---------- Data in this exercise
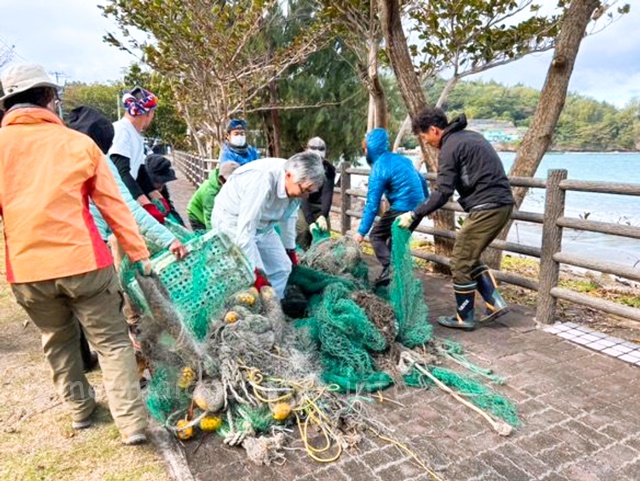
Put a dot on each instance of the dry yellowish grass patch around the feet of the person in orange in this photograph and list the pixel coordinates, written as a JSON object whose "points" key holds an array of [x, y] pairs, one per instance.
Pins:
{"points": [[36, 439]]}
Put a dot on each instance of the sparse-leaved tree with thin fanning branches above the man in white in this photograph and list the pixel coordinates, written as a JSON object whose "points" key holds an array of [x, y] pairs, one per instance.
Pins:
{"points": [[218, 57]]}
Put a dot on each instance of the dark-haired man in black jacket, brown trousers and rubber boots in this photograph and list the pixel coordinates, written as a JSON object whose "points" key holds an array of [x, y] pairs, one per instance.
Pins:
{"points": [[469, 165]]}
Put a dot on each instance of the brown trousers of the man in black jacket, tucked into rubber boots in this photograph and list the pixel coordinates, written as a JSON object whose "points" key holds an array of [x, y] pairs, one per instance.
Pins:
{"points": [[478, 230]]}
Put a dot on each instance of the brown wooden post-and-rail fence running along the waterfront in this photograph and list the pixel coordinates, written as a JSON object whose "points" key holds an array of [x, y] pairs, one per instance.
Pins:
{"points": [[553, 221]]}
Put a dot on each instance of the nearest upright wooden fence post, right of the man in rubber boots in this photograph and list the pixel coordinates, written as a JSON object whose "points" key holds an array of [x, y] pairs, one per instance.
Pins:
{"points": [[551, 244]]}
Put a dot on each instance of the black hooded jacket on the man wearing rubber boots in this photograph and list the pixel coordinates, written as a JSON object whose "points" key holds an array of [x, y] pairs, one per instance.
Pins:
{"points": [[469, 165]]}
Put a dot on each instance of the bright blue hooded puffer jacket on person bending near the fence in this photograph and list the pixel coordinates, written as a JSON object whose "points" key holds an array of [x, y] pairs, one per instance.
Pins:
{"points": [[392, 175]]}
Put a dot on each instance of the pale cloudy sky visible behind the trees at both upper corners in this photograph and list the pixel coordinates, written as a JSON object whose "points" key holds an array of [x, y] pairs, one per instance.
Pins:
{"points": [[66, 37]]}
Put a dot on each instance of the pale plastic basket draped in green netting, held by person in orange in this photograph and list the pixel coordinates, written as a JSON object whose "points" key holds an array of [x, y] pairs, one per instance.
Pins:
{"points": [[199, 284]]}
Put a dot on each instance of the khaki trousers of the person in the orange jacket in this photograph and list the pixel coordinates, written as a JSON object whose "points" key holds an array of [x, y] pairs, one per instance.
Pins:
{"points": [[95, 299]]}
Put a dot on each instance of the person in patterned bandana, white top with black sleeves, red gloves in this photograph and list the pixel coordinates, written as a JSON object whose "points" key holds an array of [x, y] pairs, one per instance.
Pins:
{"points": [[127, 151]]}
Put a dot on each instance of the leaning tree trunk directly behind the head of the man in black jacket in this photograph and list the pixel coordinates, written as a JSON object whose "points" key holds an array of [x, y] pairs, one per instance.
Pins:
{"points": [[415, 100]]}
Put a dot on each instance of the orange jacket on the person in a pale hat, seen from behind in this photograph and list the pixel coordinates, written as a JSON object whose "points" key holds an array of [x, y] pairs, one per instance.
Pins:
{"points": [[48, 172]]}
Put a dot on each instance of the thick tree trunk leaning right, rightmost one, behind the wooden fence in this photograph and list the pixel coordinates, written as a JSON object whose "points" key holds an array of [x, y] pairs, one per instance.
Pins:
{"points": [[552, 98]]}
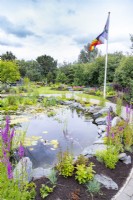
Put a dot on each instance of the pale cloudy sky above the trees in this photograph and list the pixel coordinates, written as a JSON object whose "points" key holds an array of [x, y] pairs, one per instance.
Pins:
{"points": [[61, 28]]}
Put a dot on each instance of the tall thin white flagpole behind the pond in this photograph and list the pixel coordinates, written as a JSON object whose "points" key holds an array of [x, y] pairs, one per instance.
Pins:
{"points": [[106, 63]]}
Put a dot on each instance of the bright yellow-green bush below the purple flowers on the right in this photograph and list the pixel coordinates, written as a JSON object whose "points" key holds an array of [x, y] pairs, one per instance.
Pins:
{"points": [[109, 157]]}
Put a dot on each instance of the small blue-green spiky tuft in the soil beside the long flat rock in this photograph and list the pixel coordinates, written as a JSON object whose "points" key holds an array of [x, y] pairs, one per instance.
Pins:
{"points": [[93, 186]]}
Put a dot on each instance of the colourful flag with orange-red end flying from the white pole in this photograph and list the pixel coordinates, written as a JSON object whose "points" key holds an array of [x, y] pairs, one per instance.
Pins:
{"points": [[100, 39]]}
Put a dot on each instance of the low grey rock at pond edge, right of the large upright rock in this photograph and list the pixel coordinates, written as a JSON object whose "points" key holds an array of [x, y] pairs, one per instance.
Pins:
{"points": [[40, 172]]}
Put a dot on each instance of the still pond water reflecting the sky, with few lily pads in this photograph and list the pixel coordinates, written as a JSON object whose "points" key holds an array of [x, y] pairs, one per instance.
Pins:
{"points": [[45, 136]]}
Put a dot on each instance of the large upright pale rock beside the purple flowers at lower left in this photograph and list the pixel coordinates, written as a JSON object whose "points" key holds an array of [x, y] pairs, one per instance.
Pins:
{"points": [[23, 169]]}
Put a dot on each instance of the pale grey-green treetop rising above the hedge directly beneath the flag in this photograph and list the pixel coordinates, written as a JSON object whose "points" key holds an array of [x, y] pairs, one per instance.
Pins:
{"points": [[86, 56]]}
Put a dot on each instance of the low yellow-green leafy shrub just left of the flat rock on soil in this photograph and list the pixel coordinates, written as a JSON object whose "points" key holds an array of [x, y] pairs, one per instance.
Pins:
{"points": [[84, 174]]}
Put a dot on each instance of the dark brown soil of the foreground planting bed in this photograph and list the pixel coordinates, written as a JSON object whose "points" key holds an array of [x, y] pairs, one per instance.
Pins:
{"points": [[70, 189]]}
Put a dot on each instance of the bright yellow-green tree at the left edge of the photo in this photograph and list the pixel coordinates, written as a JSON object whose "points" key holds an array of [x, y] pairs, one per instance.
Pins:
{"points": [[9, 72]]}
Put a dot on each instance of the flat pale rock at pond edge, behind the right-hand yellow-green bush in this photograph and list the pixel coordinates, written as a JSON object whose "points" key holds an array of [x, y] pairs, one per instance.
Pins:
{"points": [[91, 150]]}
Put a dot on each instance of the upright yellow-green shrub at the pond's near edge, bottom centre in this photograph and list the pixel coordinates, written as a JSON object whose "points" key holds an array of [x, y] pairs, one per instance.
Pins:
{"points": [[65, 164]]}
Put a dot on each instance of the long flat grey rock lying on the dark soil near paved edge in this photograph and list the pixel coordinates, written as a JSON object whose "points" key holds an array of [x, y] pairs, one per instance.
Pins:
{"points": [[106, 181]]}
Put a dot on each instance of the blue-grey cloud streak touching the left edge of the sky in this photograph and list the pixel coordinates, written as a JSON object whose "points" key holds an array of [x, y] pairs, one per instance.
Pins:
{"points": [[9, 27]]}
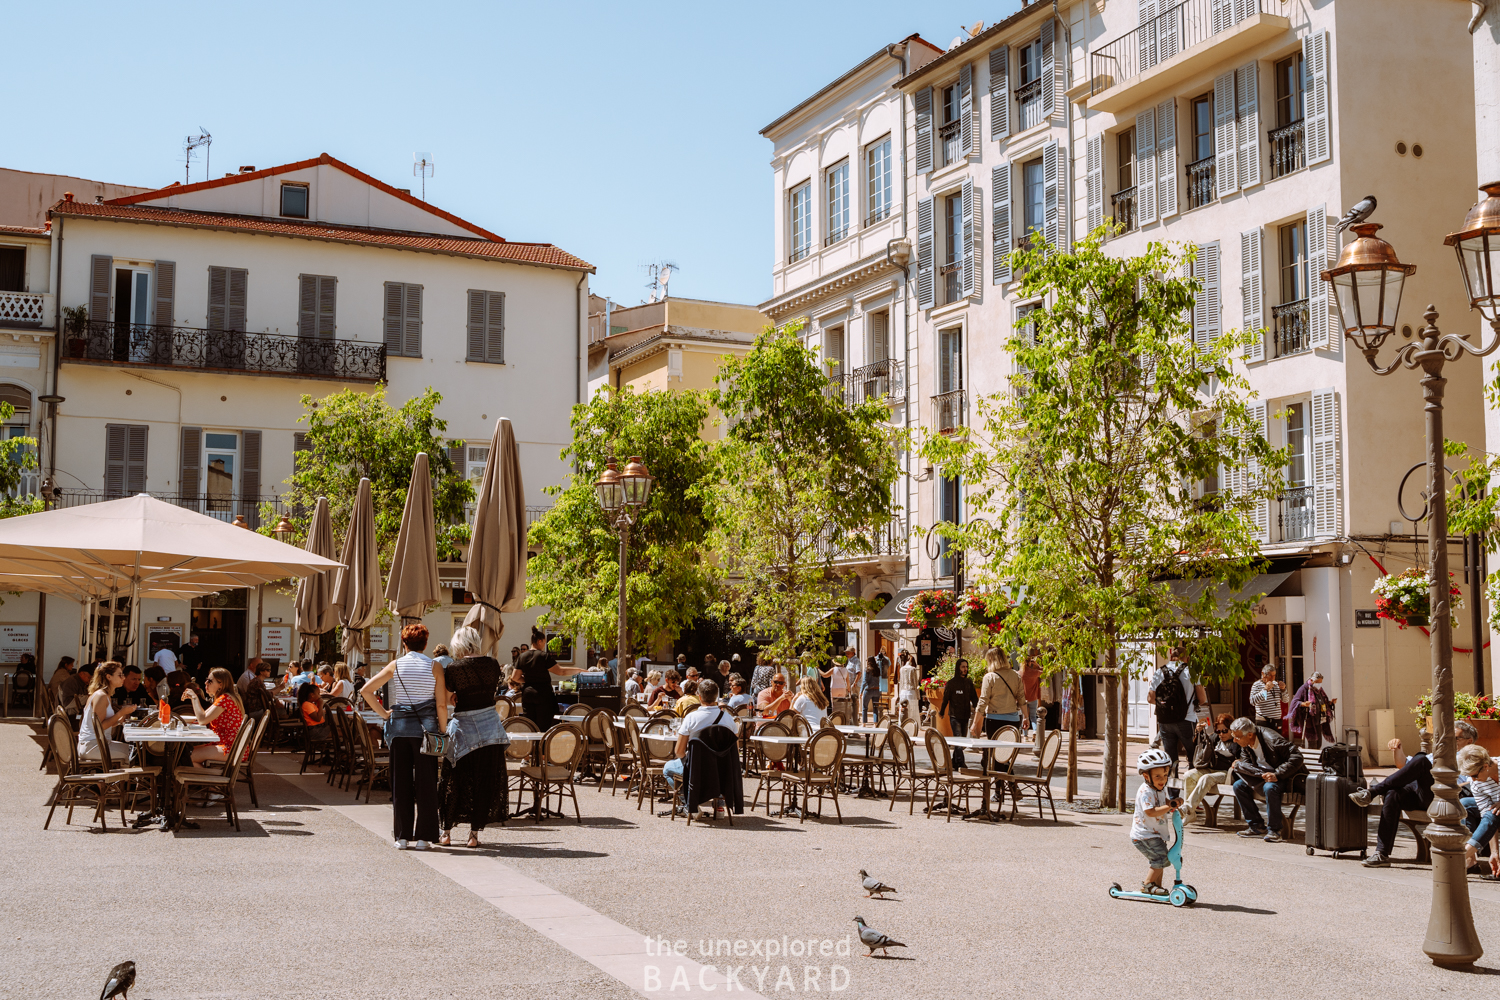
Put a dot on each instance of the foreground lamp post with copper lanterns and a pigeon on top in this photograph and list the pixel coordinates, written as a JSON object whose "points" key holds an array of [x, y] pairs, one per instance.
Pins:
{"points": [[1367, 290]]}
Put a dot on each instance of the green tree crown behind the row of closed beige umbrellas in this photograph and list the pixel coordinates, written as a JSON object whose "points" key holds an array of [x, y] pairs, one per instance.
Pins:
{"points": [[356, 436]]}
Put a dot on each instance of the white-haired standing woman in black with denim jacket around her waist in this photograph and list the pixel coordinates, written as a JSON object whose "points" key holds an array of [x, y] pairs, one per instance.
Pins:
{"points": [[472, 777]]}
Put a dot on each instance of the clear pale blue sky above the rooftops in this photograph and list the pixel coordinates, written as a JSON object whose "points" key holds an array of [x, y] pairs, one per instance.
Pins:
{"points": [[620, 133]]}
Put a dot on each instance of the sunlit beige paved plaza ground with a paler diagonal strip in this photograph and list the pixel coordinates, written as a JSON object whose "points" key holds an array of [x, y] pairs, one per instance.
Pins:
{"points": [[310, 900]]}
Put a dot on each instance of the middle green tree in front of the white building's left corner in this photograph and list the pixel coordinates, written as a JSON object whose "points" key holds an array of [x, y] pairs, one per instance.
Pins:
{"points": [[806, 476]]}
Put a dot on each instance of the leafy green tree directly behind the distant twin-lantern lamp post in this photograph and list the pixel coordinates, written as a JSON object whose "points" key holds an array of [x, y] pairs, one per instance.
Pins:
{"points": [[670, 578]]}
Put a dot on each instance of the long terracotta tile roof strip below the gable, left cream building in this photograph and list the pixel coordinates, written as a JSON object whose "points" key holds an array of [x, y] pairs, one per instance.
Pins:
{"points": [[544, 254]]}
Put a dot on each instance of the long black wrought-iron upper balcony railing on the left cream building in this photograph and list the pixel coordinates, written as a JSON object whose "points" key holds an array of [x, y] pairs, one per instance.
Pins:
{"points": [[230, 352]]}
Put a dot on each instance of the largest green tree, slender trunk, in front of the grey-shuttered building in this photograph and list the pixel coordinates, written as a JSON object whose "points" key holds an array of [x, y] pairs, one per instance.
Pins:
{"points": [[1094, 487]]}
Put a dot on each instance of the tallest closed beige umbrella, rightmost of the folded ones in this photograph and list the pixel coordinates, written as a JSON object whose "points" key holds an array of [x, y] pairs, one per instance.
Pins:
{"points": [[497, 575]]}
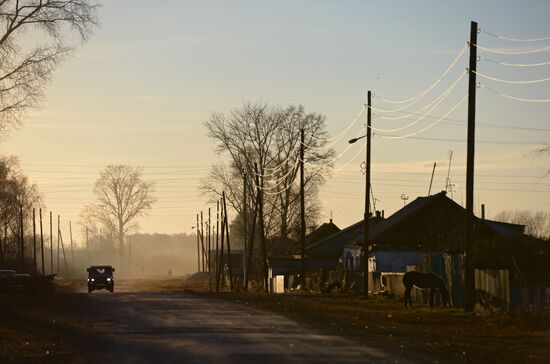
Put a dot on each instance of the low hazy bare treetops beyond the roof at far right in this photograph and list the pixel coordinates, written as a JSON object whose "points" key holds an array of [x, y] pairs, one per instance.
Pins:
{"points": [[537, 223]]}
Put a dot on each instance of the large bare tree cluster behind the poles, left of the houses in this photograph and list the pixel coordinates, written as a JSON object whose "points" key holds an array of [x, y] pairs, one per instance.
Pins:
{"points": [[270, 137]]}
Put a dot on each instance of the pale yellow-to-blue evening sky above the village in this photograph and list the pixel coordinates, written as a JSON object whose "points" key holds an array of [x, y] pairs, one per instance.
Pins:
{"points": [[140, 89]]}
--------------------
Filter the lines above so that only those with the string "brown" remain, then copy them.

== Solution to this problem ==
Put a dot on each instance of the dark-haired man in black jacket, brown trousers and rubber boots in this photograph and list the pixel coordinates, written as a JSON object whose "points" key holds an array of [x, y] pairs, one per instance.
Put a dot on each instance of the brown trousers of the man in black jacket, tucked into rubber boots in this photograph and list the pixel coordinates, written as a JSON object whose "points" key holds an array of [x, y] pairs, one per instance.
Put a dot on each instance of the brown wooden post-and-rail fence running along the waterfront in this photograph and list the pixel coordinates, written as a JSON object whose "points" key holds an array of [x, y] pairs, one per instance.
Put a dot on each instance of the dark brown soil of the foreground planting bed in this photograph and list the pixel coordinates, written as a JSON object whose "points" key holds an array of [x, y] pairs, one per instance.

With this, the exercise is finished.